### WORK TO DO
(a) In the mission account, what did Bonface reply when asked in the morning how he was doing?
(b) Reproduce word for word the passage of the mission account that begins with the words containing "In America, I" and ends with "in God’s will.".

For the past few days, Bonface has heard many conversations, and has seen the light of the Lord shining through the people we met. When I saw him in the morning, I asked him how he was doing. He looked at me with a playful grin and replied, “Praise Jesus,” in a quiet voice. Then, he quickly glanced around as if someone may have seen him. I asked him if he had a Bible, and he did not. I said, “If we give you one, will you read it?” His answer was “yes.” I told him that I wanted to see him in heaven someday, and he agreed.
In America, I face more flops than wins when it comes to talking to someone about Jesus. Either I get brushed off, mocked, or a number of other things. But here, almost everyone embraces us in the conversation. There is a hunger for knowing God here, more than I have ever experienced before. The people are appreciative that someone has taken interest in their eternal destination. For all those who want to be part of the great harvest, they need to join in God’s will.

### DATA ENTRIES
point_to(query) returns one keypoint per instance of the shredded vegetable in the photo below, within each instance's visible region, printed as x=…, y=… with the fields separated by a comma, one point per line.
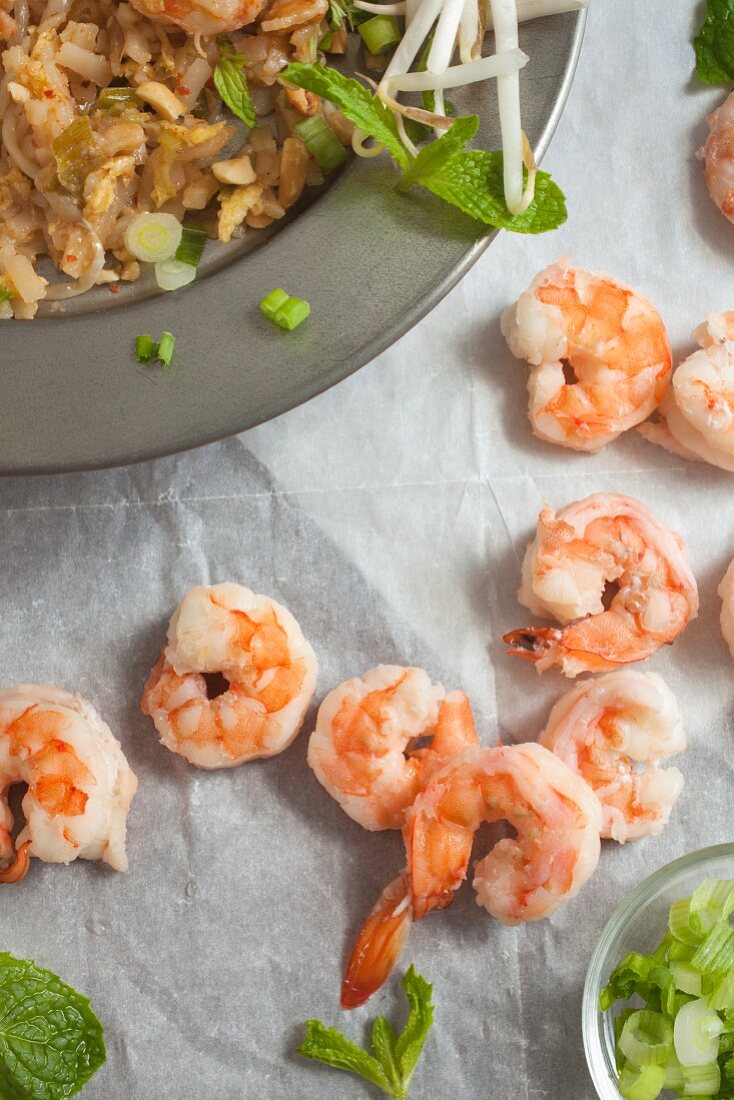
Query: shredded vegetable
x=682, y=1038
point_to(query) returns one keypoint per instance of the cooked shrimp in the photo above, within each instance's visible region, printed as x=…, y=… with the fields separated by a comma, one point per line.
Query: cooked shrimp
x=557, y=818
x=698, y=411
x=613, y=732
x=726, y=594
x=603, y=539
x=362, y=748
x=79, y=784
x=613, y=340
x=201, y=17
x=259, y=649
x=719, y=157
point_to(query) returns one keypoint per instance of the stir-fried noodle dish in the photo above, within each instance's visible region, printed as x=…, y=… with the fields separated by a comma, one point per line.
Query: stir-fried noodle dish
x=134, y=130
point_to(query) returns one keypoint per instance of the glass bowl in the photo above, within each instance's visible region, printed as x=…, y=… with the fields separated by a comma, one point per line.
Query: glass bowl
x=638, y=925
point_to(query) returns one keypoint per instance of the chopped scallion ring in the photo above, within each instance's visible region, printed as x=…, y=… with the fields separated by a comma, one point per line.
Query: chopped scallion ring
x=173, y=274
x=321, y=142
x=283, y=310
x=153, y=237
x=380, y=33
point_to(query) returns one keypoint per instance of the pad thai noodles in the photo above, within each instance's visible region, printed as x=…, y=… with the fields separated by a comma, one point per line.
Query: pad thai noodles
x=133, y=130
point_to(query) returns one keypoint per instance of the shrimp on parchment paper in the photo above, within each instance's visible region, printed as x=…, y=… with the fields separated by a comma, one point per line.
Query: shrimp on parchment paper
x=605, y=539
x=609, y=336
x=368, y=748
x=79, y=784
x=557, y=818
x=269, y=667
x=614, y=732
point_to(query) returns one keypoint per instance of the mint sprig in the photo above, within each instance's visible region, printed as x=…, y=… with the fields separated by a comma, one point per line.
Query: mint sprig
x=470, y=179
x=394, y=1057
x=714, y=43
x=51, y=1042
x=231, y=84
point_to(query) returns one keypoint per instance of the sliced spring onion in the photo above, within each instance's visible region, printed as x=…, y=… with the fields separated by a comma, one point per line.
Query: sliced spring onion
x=145, y=349
x=687, y=978
x=173, y=274
x=696, y=1034
x=165, y=348
x=680, y=925
x=283, y=310
x=715, y=955
x=321, y=142
x=153, y=237
x=380, y=33
x=193, y=240
x=76, y=153
x=646, y=1038
x=702, y=1080
x=114, y=100
x=642, y=1084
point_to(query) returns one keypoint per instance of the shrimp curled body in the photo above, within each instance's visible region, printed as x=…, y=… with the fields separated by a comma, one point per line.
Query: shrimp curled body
x=603, y=539
x=362, y=748
x=613, y=732
x=201, y=17
x=79, y=784
x=697, y=416
x=557, y=818
x=611, y=337
x=259, y=649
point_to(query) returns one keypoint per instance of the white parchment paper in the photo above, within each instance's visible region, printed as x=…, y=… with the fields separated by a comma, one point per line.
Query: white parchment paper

### SOLUTIONS TO EACH TASK
(a) He replied "Praise Jesus" in a quiet voice.

(b)
In America, I face more flops than wins when it comes to talking to someone about Jesus. Either I get brushed off, mocked, or a number of other things. But here, almost everyone embraces us in the conversation. There is a hunger for knowing God here, more than I have ever experienced before. The people are appreciative that someone has taken interest in their eternal destination. For all those who want to be part of the great harvest, they need to join in God’s will.